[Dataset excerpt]
============================================================

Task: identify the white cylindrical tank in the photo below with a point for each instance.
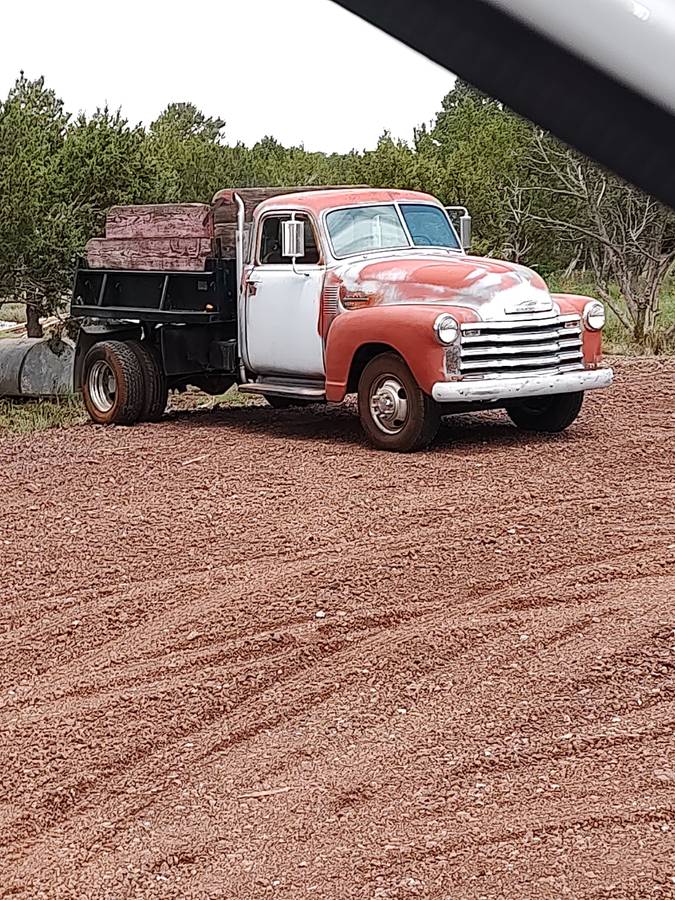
(34, 367)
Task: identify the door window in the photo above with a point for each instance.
(270, 242)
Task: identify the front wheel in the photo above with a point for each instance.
(395, 413)
(546, 414)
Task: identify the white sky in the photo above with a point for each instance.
(236, 59)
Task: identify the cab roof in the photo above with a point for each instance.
(318, 201)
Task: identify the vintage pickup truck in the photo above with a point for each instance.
(310, 296)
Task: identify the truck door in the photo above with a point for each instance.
(283, 305)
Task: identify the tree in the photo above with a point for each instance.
(629, 236)
(187, 147)
(104, 162)
(485, 151)
(36, 233)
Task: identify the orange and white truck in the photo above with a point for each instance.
(308, 297)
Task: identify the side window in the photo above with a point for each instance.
(270, 242)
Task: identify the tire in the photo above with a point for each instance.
(112, 384)
(549, 415)
(285, 402)
(156, 389)
(395, 412)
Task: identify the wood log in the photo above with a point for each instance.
(183, 254)
(165, 220)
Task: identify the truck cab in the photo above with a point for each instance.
(366, 291)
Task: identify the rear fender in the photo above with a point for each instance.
(407, 329)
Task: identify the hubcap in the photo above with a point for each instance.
(102, 386)
(389, 404)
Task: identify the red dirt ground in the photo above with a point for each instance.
(242, 656)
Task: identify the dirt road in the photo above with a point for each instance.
(243, 656)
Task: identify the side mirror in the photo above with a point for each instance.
(292, 239)
(464, 225)
(465, 231)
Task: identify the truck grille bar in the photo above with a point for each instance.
(525, 347)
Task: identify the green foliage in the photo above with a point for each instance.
(36, 224)
(532, 200)
(27, 416)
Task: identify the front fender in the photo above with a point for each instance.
(405, 328)
(592, 340)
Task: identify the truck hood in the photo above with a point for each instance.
(491, 288)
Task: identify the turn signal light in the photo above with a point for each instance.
(354, 299)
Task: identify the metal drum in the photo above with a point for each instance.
(34, 367)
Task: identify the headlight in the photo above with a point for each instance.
(447, 329)
(594, 316)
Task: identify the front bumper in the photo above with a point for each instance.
(488, 389)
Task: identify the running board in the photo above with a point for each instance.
(278, 389)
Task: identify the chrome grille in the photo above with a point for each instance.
(527, 346)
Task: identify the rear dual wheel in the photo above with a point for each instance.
(123, 383)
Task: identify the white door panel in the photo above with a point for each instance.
(282, 321)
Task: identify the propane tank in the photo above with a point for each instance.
(35, 367)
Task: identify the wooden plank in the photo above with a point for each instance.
(166, 220)
(164, 254)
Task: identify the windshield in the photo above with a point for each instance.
(363, 228)
(360, 229)
(429, 226)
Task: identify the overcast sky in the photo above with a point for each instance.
(305, 71)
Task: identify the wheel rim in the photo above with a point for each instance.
(388, 403)
(102, 386)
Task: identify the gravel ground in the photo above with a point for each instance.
(243, 656)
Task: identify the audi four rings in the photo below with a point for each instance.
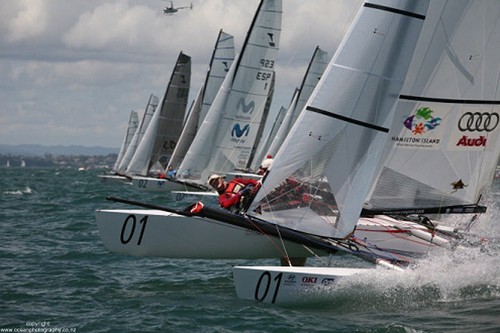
(478, 121)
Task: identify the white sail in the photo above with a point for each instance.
(226, 138)
(136, 139)
(330, 156)
(316, 67)
(133, 124)
(165, 127)
(448, 117)
(264, 147)
(220, 62)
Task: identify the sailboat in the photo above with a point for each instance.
(164, 129)
(183, 234)
(221, 60)
(439, 118)
(151, 106)
(315, 70)
(227, 138)
(133, 124)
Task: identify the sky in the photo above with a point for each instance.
(71, 71)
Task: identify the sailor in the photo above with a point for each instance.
(233, 193)
(171, 171)
(265, 164)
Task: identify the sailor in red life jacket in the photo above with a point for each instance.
(265, 165)
(231, 193)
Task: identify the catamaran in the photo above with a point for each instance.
(441, 150)
(327, 171)
(220, 63)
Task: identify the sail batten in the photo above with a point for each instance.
(449, 100)
(444, 144)
(347, 119)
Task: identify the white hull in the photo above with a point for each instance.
(114, 179)
(176, 236)
(158, 233)
(288, 285)
(208, 198)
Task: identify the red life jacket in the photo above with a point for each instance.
(233, 187)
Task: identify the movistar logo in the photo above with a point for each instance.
(246, 108)
(422, 121)
(239, 132)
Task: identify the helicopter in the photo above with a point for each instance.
(169, 10)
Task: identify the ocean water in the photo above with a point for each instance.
(57, 276)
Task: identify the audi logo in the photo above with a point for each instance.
(477, 121)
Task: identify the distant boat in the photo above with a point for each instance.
(220, 63)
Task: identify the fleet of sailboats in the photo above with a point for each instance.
(402, 123)
(219, 65)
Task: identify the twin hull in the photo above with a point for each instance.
(141, 232)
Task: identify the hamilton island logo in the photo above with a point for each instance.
(239, 132)
(422, 121)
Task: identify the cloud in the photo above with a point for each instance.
(29, 21)
(72, 70)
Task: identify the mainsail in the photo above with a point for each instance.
(225, 140)
(136, 139)
(448, 116)
(133, 124)
(316, 67)
(165, 127)
(323, 171)
(220, 62)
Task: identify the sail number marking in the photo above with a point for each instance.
(264, 285)
(128, 229)
(266, 63)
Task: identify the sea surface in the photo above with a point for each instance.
(57, 276)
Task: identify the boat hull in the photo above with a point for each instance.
(160, 184)
(142, 232)
(114, 179)
(288, 285)
(158, 233)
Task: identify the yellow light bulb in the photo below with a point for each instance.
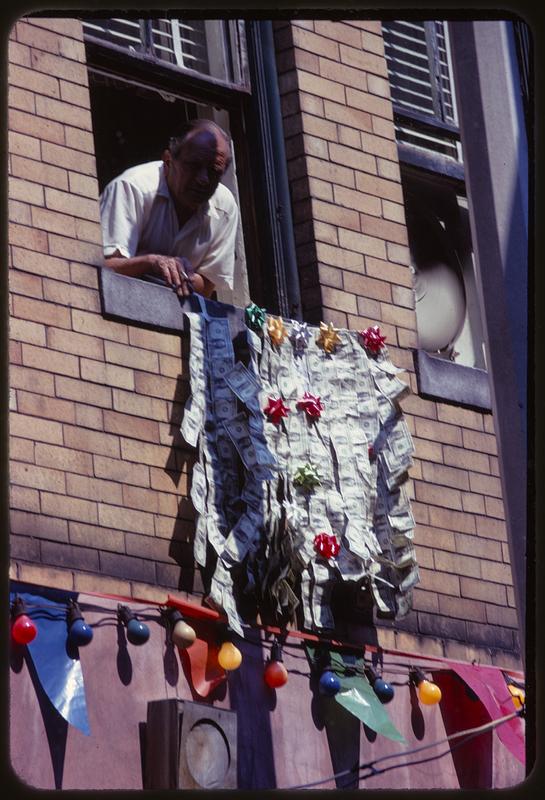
(518, 695)
(229, 656)
(429, 693)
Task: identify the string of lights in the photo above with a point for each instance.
(465, 736)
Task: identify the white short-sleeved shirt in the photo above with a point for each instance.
(138, 217)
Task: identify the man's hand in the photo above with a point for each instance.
(176, 271)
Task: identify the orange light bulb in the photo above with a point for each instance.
(429, 693)
(229, 656)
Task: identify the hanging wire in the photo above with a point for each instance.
(469, 734)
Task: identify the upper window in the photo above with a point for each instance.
(213, 48)
(421, 83)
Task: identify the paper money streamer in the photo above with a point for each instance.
(257, 514)
(58, 670)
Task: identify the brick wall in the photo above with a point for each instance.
(98, 476)
(98, 471)
(354, 266)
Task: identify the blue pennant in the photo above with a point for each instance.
(58, 668)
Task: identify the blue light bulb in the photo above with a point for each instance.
(137, 632)
(80, 633)
(329, 683)
(383, 690)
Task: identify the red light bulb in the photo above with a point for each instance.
(23, 630)
(276, 674)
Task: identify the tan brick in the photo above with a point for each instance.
(38, 405)
(85, 392)
(94, 489)
(343, 74)
(132, 427)
(54, 152)
(452, 520)
(36, 82)
(19, 54)
(483, 484)
(53, 64)
(102, 444)
(94, 536)
(19, 212)
(25, 331)
(26, 191)
(66, 27)
(153, 340)
(307, 40)
(131, 356)
(50, 361)
(474, 503)
(96, 325)
(75, 94)
(363, 60)
(40, 430)
(32, 125)
(357, 159)
(51, 42)
(361, 243)
(492, 528)
(458, 457)
(335, 215)
(501, 616)
(52, 221)
(478, 547)
(24, 498)
(359, 201)
(445, 476)
(461, 608)
(21, 99)
(71, 296)
(146, 453)
(125, 519)
(44, 174)
(338, 31)
(75, 343)
(115, 470)
(69, 204)
(28, 237)
(28, 146)
(483, 590)
(494, 508)
(440, 582)
(101, 583)
(33, 380)
(84, 275)
(46, 576)
(321, 86)
(89, 417)
(21, 449)
(334, 173)
(68, 507)
(107, 374)
(438, 431)
(40, 264)
(37, 477)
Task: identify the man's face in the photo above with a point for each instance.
(192, 177)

============================================================

**The task**
Copy the material above in full and exactly, skipping pictures.

**Reply to the exercise**
Task: identify the white cylindrical tank in the photo below with a point for each instance.
(34, 367)
Task: identify the door window in the photo above with a point for each instance.
(270, 242)
Task: identify the front wheel in the photo above with a point for each instance.
(395, 413)
(546, 414)
Task: identify the white sky in the photo above with a point for each instance.
(236, 59)
Task: identify the cab roof in the photo above with a point for each instance.
(318, 201)
Task: identify the vintage pickup truck in the photo above with a point for each instance.
(310, 296)
Task: identify the truck door in the photo above with a point for each instance.
(283, 305)
Task: identify the tree in the photo above with a point for each instance.
(629, 236)
(187, 147)
(104, 162)
(485, 151)
(36, 233)
Task: identify the orange and white truck in the photo above with a point for each instance.
(308, 297)
Task: identify the side window in the photo above with a point for each instance.
(270, 242)
Task: identify the tire in the photo above with a point for each instance.
(112, 384)
(549, 415)
(285, 402)
(156, 389)
(395, 412)
Task: identify the wood log in the photo above with a point for each instance.
(183, 254)
(165, 220)
Task: identify the truck cab in the photo above with a point for each instance.
(366, 291)
Task: identify the rear fender in the photo above with a point for each instance.
(407, 329)
Task: identify the hubcap in the photo above with a point for each instance.
(102, 386)
(389, 404)
Task: identify the red dirt ground in the photo above with a point for each instance.
(242, 656)
Task: identify the dirt road in the photo above with a point for each instance.
(243, 656)
Task: identify the side mirror in the photo above with a point for each instance.
(292, 239)
(464, 225)
(465, 231)
Task: identify the truck grille bar in the photo above with a point for each instance.
(525, 347)
Task: identify the green foliage in the photo above with a point for each instance.
(36, 224)
(532, 200)
(27, 416)
Task: identify the front fender in the photo above with a point for each instance.
(405, 328)
(592, 340)
Task: identify the truck hood in the photo above with a point for each instance.
(491, 288)
Task: identify the turn signal light in the photo above with a point for each instance.
(354, 299)
Task: identify the metal drum in the photo above with a point for each instance.
(34, 367)
Task: identify the headlight in the photo above with a point for each instance.
(447, 329)
(594, 316)
Task: identify the front bumper in the photo above with a point for each instance.
(488, 389)
Task: identify the running board in the photo above with a point for each instance.
(278, 389)
Task: identify the chrome grille in the photo above with a point for each instance.
(527, 346)
Task: identify the rear dual wheel in the photo above with a point for each instance.
(123, 383)
Task: identify the white door panel in the photo above with a point for each instance.
(282, 321)
Task: identify the propane tank in the photo above with a point for each instance.
(35, 367)
Task: identify the wooden plank in the photo above with a point for each instance.
(166, 220)
(164, 254)
Task: identify the windshield in the photo above with a point for each instance.
(363, 228)
(360, 229)
(429, 226)
Task: identify the overcast sky in the photo above with a point for each instance.
(305, 71)
Task: identify the wheel rim in the photo above with a point for each instance.
(388, 403)
(102, 386)
Task: identify the gravel ground in the photo above with a point for each instance.
(243, 656)
Task: identify the audi four rings in the photo below with a point for each instance.
(478, 121)
Task: identify the white sail in the photo above with a point for each instance.
(226, 138)
(136, 139)
(330, 156)
(316, 67)
(133, 124)
(165, 127)
(448, 117)
(264, 147)
(220, 62)
Task: identify the sailboat in the photo above with a point for each instance.
(164, 129)
(183, 234)
(221, 60)
(439, 118)
(151, 106)
(315, 70)
(227, 138)
(133, 124)
Task: identify the sky in the photo above with a point for each instance.
(71, 71)
Task: identify the sailor in the photo above with a point for each instance.
(233, 193)
(171, 171)
(265, 164)
Task: identify the sailor in red life jacket in the photo above with a point for each instance.
(265, 165)
(231, 193)
Task: identify the catamaran in the photo above with a point for each instance.
(441, 150)
(327, 171)
(220, 63)
Task: identify the sail batten in the photo above with a point for each instance.
(449, 100)
(444, 144)
(347, 119)
Task: identify the white hull in the photo above with a point for each instance.
(114, 179)
(176, 236)
(158, 233)
(288, 285)
(208, 198)
Task: identify the red life jacket in the photo above with a point for each instance.
(233, 187)
Task: identify the movistar logo in the photo above with a point for each instance.
(246, 108)
(422, 121)
(239, 132)
Task: identify the helicopter in the photo above with a point for each instance.
(169, 10)
Task: identify the ocean water in the photo above with a point for each instance.
(57, 276)
Task: identify the audi logo in the photo above with a point for each instance.
(477, 121)
Task: identify the distant boat in the photo above with a point for each instance.
(220, 63)
Task: identify the fleet of sailboats in the photo above with a point for each instance.
(402, 123)
(219, 65)
Task: identify the twin hull in the photo above with a point for each instance.
(141, 232)
Task: identify the hamilton island logo in the photo above with a point for each instance.
(239, 132)
(422, 121)
Task: identify the cloud in the photo above with a point for each instance.
(29, 21)
(72, 70)
Task: identify the mainsail in the photo above with a point for each instance.
(225, 140)
(136, 139)
(448, 116)
(133, 124)
(316, 67)
(165, 127)
(323, 171)
(220, 62)
Task: identify the sail number marking in the photo above with a point for each instance.
(264, 285)
(128, 229)
(266, 63)
Task: identify the sea surface in the photo above with a point for each instance.
(57, 276)
Task: identify the boat hull in the photo above with a point for each instance.
(160, 184)
(142, 232)
(114, 179)
(288, 285)
(158, 233)
Task: identify the yellow light bulb in the photo below with a point for each instance.
(518, 695)
(229, 656)
(429, 693)
Task: identify the string of lights in the photo above with a point for each instance.
(465, 736)
Task: identify the white short-sleeved shirt in the photo above with a point for each instance.
(138, 217)
Task: identify the man's hand in the photo above with a point for each instance.
(176, 271)
Task: identify the orange light bulb in the photo above with a point for each instance.
(429, 693)
(229, 656)
Task: identify the hanging wire in the photo above with a point for each instance.
(469, 734)
Task: identify the upper window in the photo above with a point for each instance.
(213, 48)
(421, 83)
Task: identify the paper money streamer in the photo above with a point for each instance.
(257, 514)
(58, 670)
Task: identify the brick wall in the photo above with a point for each instance.
(98, 476)
(98, 471)
(354, 266)
Task: identify the blue pennant in the photo above with a point for each instance.
(58, 668)
Task: identify the blue light bulb in the photo above with a point for each instance.
(137, 632)
(80, 633)
(329, 683)
(383, 690)
Task: identify the red light bulb in the photo above with a point for each instance.
(23, 630)
(276, 674)
Task: identify the tan brick in the photo above with a point for each instance.
(38, 405)
(85, 392)
(94, 489)
(343, 74)
(132, 427)
(54, 152)
(452, 520)
(36, 82)
(19, 54)
(483, 484)
(53, 64)
(102, 444)
(94, 536)
(19, 212)
(25, 331)
(26, 191)
(66, 27)
(153, 340)
(307, 40)
(131, 356)
(50, 361)
(474, 503)
(96, 325)
(75, 94)
(363, 60)
(40, 430)
(32, 125)
(357, 159)
(51, 42)
(361, 243)
(492, 528)
(458, 457)
(335, 215)
(501, 616)
(52, 221)
(478, 547)
(24, 498)
(359, 201)
(445, 476)
(461, 608)
(21, 99)
(71, 296)
(146, 453)
(125, 519)
(44, 174)
(338, 31)
(75, 343)
(115, 470)
(69, 204)
(28, 237)
(28, 146)
(483, 590)
(494, 508)
(440, 582)
(101, 583)
(33, 380)
(84, 275)
(46, 576)
(321, 86)
(89, 417)
(21, 449)
(334, 173)
(68, 507)
(107, 374)
(438, 431)
(40, 264)
(37, 477)
Task: identify the man's face in the photo above with a point for each instance.
(192, 177)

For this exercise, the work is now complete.